[EXTRACT PROVIDED]

========================

The nascent works⁵⁰ on location optimization are considered that includes swarm intelligence, evolutionary, and metaheuristic algorithms. Localization evaluation criteria are analyzed in terms of time complexity, convergence speed, and localization accuracy. DV-Hop with triangulation⁵¹ and “Bat-SA algorithm” aimed at fast convergence, but it gives higher location errors. DV-Hop with RSSI information⁵² and “triangle centroid” enhances the location accuracy of TNs by 58%. In this method, the hop distance matching factor is defined to accurately obtain the hop size and weigh the fitness of each AN. “geometric constraint” and “optimized weights” features in DV-hop⁵³ finds location coordinates of TNs with minimal errors. least squares method. But the execution time is increased from 0.36s to 0.61s. “Chaotic crested porcupine optimizer⁵⁴” replaces the least squares method in finding the TNs location coordinates. But the authors have maintained 300 m as communication radius, which is very high in energy constrained sensor networks, also it uses 20% of ANs which leads to higher deployment cost. “Multi-objective salp swarm with fuzzy selection⁵⁵” is integrated into DV-hop algorithm aiming at the 50% reduction in location errors. However, it expects 30 ANs and a communication radius of 40 m which again leads to an increase in the deployment cost and poor energy efficiency. “PSO-Amorphous⁵⁶” provides minimal localization error at the cost of local optima, premature convergence, and lesser scalability. It also expects a higher number of beacon nodes. “Crow Search weighted centroid localization⁵⁷” minimizes the location error compared to DV-hop at the cost of additional communication packets in beacon selection process. An improved PSO⁵⁸ based location finding expects higher SNRs for optimized sensor deployment and works efficiently only under LOS environments. When the sensor node’s communication range is set to 18 m with an error upto10% and the network size of 400 nodes, it is shown that⁵⁹ the anchor node positions ratio is increasing from 5 to 35%, the localization errors are reduced due to the opportunity that target nodes receive signals from many anchor nodes. Also, when the communication range is increased from 15 to 45 m, the localization error is slowly decreasing.

========================

[AIM OF THE EXERCISE]
List every localization evaluation criterion that the text on location optimization names.

========================

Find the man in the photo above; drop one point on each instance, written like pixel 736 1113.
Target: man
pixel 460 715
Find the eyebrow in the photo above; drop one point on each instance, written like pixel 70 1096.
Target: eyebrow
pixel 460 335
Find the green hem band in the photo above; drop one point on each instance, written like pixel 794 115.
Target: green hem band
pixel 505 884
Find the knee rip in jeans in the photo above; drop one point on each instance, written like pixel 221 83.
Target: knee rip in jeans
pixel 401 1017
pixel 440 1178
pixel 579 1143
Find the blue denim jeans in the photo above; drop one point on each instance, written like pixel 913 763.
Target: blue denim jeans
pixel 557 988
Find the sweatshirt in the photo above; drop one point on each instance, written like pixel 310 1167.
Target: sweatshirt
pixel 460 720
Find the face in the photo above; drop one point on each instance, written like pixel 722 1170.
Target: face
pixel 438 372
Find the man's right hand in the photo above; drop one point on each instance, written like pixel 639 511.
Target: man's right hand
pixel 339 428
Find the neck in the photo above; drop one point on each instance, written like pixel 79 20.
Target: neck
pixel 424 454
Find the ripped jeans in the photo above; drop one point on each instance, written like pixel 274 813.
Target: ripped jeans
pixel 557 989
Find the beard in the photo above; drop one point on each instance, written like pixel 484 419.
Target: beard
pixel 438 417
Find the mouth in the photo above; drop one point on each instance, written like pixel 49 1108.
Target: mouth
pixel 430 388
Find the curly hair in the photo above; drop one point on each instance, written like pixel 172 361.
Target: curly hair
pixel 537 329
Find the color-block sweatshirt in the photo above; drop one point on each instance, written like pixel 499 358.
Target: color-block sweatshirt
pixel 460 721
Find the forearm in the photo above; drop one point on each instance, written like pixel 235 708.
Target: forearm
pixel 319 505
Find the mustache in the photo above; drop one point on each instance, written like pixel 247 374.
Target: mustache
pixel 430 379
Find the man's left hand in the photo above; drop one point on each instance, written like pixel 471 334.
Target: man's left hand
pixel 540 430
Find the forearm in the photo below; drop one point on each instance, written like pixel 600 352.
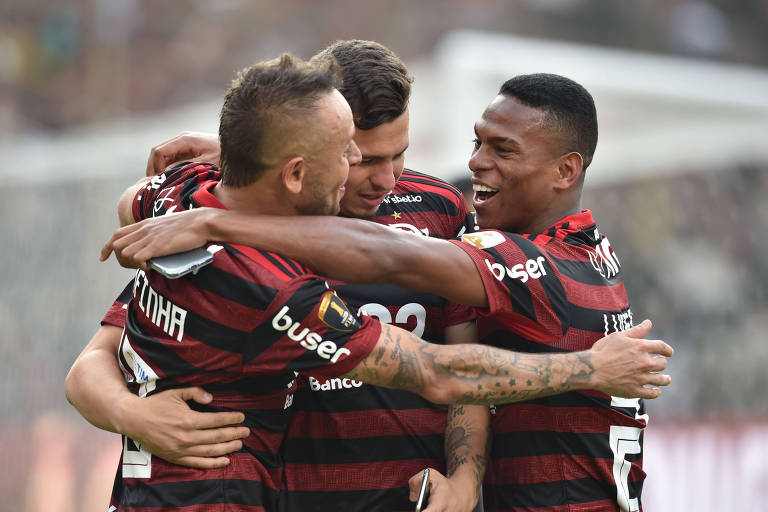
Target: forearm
pixel 356 251
pixel 467 447
pixel 470 374
pixel 95 385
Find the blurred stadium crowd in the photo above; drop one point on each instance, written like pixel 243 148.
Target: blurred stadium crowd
pixel 70 62
pixel 695 242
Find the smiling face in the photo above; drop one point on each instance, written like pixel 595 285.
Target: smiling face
pixel 515 165
pixel 383 157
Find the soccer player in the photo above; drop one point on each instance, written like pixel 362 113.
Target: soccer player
pixel 351 444
pixel 549 282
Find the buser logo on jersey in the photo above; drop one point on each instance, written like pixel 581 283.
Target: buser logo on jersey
pixel 531 269
pixel 306 338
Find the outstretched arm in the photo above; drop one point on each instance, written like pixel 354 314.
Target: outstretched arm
pixel 351 250
pixel 191 146
pixel 162 422
pixel 621 364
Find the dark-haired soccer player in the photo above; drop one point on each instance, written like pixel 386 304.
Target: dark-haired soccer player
pixel 243 326
pixel 544 280
pixel 350 444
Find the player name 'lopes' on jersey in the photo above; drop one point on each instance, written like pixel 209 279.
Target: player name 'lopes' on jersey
pixel 353 446
pixel 560 290
pixel 241 328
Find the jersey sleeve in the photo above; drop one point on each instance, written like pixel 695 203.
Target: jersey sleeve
pixel 155 197
pixel 116 313
pixel 312 331
pixel 458 313
pixel 523 287
pixel 468 223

========================

[REPLY TO THE TASK]
- Time complexity
- Convergence speed
- Localization accuracy